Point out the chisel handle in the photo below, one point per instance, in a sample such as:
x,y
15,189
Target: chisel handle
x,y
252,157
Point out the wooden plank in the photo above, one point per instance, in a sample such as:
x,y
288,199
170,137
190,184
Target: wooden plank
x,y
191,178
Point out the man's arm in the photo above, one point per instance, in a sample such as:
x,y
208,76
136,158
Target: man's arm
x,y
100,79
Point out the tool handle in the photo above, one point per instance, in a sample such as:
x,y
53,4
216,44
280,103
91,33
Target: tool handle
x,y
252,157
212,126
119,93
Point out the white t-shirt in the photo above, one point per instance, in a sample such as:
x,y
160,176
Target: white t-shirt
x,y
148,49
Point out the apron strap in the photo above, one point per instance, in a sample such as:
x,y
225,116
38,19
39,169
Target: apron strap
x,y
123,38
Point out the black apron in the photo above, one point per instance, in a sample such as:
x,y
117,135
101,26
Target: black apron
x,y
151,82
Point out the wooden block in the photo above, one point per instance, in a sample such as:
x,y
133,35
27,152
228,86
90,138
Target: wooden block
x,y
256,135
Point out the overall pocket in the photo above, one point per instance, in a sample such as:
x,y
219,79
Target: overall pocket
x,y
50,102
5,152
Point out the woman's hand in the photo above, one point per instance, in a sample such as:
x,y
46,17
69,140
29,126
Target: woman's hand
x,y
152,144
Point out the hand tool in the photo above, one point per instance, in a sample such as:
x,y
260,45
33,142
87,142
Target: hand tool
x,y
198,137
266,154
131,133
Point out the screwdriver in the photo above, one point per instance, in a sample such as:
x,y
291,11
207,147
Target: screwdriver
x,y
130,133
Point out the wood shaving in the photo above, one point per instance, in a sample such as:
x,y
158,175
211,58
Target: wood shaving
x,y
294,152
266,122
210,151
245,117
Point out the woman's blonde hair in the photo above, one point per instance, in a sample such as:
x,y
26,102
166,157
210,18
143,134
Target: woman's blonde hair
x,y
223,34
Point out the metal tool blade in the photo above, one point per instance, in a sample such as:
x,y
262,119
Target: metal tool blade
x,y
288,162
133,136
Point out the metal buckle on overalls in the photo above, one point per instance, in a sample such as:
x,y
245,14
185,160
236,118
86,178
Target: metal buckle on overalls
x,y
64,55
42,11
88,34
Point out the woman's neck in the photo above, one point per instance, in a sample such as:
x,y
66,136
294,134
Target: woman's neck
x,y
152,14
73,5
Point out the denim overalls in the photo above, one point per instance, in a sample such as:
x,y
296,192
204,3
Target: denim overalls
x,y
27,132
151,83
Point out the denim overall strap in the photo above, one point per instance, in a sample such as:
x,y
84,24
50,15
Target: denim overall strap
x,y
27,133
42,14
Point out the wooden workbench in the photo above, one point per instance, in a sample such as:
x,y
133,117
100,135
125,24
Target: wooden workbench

→ **THE TASK**
Only lines with the word "workbench" are wanted. Find and copy them from the records above.

→ **EXERCISE OUTPUT**
Point out the wooden workbench in the photo above, one point per instance, in a sample such as:
Target: wooden workbench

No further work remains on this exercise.